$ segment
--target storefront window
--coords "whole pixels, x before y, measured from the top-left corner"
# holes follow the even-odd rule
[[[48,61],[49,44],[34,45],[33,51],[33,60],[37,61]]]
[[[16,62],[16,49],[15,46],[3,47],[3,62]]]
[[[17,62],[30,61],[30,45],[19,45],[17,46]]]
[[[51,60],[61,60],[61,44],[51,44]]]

---*---

What you need to do:
Please copy out every line of the listing above, including the request lines. In the polygon outlines, shift each coordinate by -129.

Solution below:
$ segment
--target storefront window
--coords "whole pixels, x before y, measured from the top-left corner"
# holes follow the even-odd rule
[[[-81,-68],[-80,-85],[-95,-84],[-96,-78],[-96,-69],[-92,-68]]]
[[[-113,-67],[-113,-80],[-114,-83],[-126,-82],[-126,-67]]]
[[[-112,-67],[-99,-68],[-99,-84],[-110,-84],[-112,-83]]]
[[[-78,-69],[-68,-69],[-68,-85],[-78,-85]]]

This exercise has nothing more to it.